*DO THIS*: In the records below, find the line containing "task: segment the <item>torii pillar</item>", then extract that line and all subsequent lines exactly, leaving out everything else.

** START **

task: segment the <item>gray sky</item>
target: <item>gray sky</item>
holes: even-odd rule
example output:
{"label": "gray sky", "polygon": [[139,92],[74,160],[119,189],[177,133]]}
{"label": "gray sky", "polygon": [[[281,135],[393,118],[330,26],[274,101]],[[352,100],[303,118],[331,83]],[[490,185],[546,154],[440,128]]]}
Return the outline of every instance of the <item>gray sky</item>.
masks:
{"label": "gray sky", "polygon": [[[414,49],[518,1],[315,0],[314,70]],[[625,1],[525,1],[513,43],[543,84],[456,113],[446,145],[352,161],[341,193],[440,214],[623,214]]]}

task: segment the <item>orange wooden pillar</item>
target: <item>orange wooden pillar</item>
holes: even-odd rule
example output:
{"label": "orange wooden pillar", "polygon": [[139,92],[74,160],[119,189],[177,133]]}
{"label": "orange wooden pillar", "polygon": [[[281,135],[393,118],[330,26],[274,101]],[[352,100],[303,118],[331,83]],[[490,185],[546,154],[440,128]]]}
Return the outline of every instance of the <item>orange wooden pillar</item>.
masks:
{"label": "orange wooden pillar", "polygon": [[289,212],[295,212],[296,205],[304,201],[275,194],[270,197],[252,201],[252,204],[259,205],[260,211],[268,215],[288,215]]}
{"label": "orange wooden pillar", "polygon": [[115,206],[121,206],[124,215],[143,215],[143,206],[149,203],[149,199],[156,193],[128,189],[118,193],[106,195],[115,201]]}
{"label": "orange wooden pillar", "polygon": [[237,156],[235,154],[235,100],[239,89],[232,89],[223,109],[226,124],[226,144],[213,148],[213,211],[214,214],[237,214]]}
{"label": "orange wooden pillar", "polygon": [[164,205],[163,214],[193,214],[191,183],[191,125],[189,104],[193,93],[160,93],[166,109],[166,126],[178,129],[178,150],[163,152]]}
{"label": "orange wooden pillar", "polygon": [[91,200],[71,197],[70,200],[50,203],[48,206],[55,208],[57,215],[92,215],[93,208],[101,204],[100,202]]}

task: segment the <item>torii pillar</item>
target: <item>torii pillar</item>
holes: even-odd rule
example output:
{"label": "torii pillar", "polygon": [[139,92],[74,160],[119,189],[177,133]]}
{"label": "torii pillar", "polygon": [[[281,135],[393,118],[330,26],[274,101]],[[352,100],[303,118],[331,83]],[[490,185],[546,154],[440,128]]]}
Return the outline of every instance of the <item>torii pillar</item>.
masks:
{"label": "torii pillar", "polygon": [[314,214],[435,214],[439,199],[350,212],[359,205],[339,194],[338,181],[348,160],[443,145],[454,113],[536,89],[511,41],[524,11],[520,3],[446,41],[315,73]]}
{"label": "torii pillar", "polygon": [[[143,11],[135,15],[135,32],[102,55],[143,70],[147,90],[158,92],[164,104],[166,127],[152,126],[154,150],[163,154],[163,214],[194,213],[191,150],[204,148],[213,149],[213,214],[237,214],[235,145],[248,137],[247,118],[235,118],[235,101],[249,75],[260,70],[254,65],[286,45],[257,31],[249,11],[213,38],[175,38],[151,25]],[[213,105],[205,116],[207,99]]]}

** END **

*COMPLETED TASK*:
task: segment the <item>torii pillar</item>
target: <item>torii pillar</item>
holes: even-odd rule
example output:
{"label": "torii pillar", "polygon": [[139,92],[74,160],[119,189],[177,133]]}
{"label": "torii pillar", "polygon": [[[281,135],[393,118],[330,26],[274,101]],[[352,100],[303,118],[331,83]],[[490,185],[546,154],[440,128]]]}
Return the outline of every instance of the <item>torii pillar</item>.
masks:
{"label": "torii pillar", "polygon": [[314,214],[435,214],[439,199],[350,212],[359,205],[339,194],[338,181],[348,160],[443,145],[454,113],[536,89],[511,41],[524,11],[520,3],[446,41],[315,73]]}
{"label": "torii pillar", "polygon": [[[143,11],[135,15],[135,32],[102,55],[143,70],[147,90],[158,92],[164,104],[166,127],[152,126],[154,150],[163,154],[163,214],[194,213],[191,150],[204,148],[213,149],[213,214],[237,214],[235,145],[248,137],[247,118],[235,118],[235,101],[249,75],[260,70],[254,65],[286,45],[257,31],[249,11],[213,38],[175,38],[151,25]],[[213,105],[205,116],[207,99]]]}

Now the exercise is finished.